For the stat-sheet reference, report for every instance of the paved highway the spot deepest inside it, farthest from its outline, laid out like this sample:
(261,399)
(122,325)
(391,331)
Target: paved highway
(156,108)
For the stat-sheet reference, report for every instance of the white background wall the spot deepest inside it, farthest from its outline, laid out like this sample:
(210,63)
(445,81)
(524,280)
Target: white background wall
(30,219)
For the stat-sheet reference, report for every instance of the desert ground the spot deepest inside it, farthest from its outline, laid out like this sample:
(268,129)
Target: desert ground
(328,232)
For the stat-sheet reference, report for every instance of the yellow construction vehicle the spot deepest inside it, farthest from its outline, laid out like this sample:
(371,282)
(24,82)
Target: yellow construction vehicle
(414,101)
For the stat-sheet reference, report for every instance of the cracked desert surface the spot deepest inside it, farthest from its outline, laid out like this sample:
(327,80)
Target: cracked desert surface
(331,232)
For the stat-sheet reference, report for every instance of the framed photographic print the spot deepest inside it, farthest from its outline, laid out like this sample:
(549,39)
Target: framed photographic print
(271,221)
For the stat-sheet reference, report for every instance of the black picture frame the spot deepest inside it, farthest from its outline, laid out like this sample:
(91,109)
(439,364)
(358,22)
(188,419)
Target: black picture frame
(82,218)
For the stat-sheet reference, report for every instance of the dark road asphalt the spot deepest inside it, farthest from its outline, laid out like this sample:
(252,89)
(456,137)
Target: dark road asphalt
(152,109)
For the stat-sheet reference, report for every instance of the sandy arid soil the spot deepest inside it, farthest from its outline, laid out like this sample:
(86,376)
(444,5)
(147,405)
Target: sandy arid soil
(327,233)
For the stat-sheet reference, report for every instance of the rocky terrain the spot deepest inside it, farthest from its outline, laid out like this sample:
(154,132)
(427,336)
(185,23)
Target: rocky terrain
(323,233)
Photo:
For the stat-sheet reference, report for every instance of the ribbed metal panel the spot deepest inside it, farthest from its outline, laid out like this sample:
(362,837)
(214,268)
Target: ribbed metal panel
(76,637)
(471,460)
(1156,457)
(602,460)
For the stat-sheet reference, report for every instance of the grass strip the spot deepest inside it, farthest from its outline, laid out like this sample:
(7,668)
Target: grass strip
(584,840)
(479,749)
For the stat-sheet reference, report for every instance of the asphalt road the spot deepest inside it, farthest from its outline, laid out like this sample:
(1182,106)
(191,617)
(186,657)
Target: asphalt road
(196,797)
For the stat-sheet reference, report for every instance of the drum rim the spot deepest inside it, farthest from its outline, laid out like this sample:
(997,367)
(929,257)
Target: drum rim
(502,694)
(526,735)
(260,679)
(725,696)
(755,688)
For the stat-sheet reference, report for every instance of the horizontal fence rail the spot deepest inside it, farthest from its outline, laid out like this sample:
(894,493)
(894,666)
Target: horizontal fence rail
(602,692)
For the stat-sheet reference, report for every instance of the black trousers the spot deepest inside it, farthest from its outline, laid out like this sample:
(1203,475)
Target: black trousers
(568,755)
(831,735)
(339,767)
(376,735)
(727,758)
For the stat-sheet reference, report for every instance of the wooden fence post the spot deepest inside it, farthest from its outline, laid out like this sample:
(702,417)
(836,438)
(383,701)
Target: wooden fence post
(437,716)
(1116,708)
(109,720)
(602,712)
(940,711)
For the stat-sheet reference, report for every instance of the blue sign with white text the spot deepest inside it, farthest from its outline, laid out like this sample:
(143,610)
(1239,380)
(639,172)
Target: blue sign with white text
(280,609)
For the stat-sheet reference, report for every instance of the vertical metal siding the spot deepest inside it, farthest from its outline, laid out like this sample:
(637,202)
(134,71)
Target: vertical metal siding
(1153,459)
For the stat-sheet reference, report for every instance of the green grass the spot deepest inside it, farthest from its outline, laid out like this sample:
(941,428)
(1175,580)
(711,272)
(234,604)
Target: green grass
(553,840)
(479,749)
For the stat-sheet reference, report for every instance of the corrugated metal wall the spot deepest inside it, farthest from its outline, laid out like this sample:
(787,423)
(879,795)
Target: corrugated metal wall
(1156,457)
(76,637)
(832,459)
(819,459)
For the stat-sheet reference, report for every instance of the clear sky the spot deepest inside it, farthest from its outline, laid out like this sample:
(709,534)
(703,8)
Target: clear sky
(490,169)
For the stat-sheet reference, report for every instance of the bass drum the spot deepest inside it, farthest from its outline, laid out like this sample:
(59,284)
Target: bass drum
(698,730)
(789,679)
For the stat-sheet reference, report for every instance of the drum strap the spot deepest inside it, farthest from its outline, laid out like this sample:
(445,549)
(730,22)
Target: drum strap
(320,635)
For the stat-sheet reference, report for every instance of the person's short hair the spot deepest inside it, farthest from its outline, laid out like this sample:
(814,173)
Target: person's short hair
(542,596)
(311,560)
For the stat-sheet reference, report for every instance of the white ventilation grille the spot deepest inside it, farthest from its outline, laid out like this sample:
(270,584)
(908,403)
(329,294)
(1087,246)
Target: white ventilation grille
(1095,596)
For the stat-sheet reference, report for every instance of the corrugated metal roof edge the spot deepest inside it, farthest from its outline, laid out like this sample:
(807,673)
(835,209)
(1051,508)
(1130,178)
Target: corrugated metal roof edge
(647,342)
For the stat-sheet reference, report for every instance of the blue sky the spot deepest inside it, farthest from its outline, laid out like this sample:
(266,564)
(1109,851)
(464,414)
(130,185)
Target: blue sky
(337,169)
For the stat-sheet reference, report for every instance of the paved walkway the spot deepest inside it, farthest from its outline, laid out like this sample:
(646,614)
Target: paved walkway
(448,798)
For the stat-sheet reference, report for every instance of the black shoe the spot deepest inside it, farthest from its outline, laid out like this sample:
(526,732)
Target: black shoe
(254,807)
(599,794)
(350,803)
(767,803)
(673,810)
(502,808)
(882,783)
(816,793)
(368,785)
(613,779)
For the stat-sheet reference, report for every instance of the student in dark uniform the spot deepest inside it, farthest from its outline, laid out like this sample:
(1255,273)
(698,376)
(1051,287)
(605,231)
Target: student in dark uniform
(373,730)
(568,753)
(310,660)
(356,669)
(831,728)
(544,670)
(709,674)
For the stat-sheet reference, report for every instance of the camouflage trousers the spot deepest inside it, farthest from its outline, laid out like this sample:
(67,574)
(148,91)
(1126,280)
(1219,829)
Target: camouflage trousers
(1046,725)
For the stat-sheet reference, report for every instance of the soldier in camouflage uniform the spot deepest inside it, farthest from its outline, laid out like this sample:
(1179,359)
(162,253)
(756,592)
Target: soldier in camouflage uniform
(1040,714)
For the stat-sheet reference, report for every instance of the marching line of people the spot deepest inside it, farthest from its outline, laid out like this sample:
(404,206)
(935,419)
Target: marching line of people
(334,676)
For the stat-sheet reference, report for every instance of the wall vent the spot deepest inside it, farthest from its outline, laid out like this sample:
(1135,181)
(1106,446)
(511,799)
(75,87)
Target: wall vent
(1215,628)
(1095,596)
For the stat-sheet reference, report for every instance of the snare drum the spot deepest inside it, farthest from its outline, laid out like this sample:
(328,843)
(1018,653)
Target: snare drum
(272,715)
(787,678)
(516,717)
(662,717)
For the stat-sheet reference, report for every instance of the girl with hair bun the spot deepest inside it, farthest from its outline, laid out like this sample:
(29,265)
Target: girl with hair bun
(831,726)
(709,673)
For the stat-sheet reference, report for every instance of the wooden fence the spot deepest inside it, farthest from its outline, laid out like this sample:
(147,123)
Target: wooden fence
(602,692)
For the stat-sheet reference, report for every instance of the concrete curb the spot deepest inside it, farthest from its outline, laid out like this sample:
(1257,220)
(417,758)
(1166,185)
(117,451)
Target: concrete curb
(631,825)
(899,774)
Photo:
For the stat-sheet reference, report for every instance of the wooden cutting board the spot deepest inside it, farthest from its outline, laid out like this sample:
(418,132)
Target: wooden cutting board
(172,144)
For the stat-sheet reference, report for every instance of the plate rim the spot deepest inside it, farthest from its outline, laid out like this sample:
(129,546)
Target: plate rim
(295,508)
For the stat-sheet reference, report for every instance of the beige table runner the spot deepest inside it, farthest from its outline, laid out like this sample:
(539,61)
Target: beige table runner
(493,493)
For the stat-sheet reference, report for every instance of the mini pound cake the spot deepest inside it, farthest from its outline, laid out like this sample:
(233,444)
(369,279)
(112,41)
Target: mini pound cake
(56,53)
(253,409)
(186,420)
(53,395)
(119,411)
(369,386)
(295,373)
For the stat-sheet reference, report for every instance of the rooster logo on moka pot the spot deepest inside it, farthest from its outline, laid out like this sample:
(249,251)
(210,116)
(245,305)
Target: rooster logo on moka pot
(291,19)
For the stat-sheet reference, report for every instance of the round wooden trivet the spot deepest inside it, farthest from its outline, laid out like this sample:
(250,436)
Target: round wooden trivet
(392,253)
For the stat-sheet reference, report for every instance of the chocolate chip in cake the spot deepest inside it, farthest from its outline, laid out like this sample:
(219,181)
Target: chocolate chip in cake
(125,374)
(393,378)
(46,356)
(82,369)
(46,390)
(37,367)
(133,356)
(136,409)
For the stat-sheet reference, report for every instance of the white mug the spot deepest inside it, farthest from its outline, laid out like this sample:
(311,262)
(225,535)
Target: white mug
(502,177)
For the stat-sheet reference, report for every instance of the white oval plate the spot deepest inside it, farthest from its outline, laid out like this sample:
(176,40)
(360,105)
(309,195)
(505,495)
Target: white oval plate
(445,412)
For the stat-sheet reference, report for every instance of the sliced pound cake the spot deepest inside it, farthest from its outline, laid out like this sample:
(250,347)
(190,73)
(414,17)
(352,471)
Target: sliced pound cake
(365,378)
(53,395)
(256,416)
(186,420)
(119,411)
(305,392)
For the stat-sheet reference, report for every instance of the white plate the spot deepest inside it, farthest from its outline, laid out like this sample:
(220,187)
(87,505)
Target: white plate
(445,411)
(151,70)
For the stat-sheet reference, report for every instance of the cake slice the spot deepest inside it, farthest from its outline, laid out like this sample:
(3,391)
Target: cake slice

What the exercise asks
Your output consists solely of the lines from the one with "the white mug" through the last line, copied exactly.

Task result
For the stat-sheet reference, report for every instance of the white mug the spot deepest inside it, farthest from its outline, laid out like this sample:
(311,262)
(225,535)
Target: white mug
(502,177)
For the stat-sheet reference, report for every instance of the white oval plate the spot deepest inside it, farthest from its outline, laid out like this sample:
(176,40)
(360,105)
(309,195)
(505,495)
Target: white oval plate
(445,412)
For the stat-sheet reference, report for every instance of the sliced pound cake the spot deepest inside it, farthest from its outline, laid out like this sample:
(250,347)
(190,73)
(414,17)
(352,471)
Target: sliced pound cake
(365,378)
(53,395)
(256,416)
(186,420)
(119,411)
(305,392)
For the stat-sheet reference, report for every instance of the white plate the spot deepest inside it, farthest from its outline, laid out like this sample:
(220,187)
(87,505)
Target: white plate
(445,411)
(151,70)
For the stat-sheet reference, report for every instance of the cake slice the spot deepest inside it, farthest from its outline, laid out like this sample:
(3,391)
Target: cake slice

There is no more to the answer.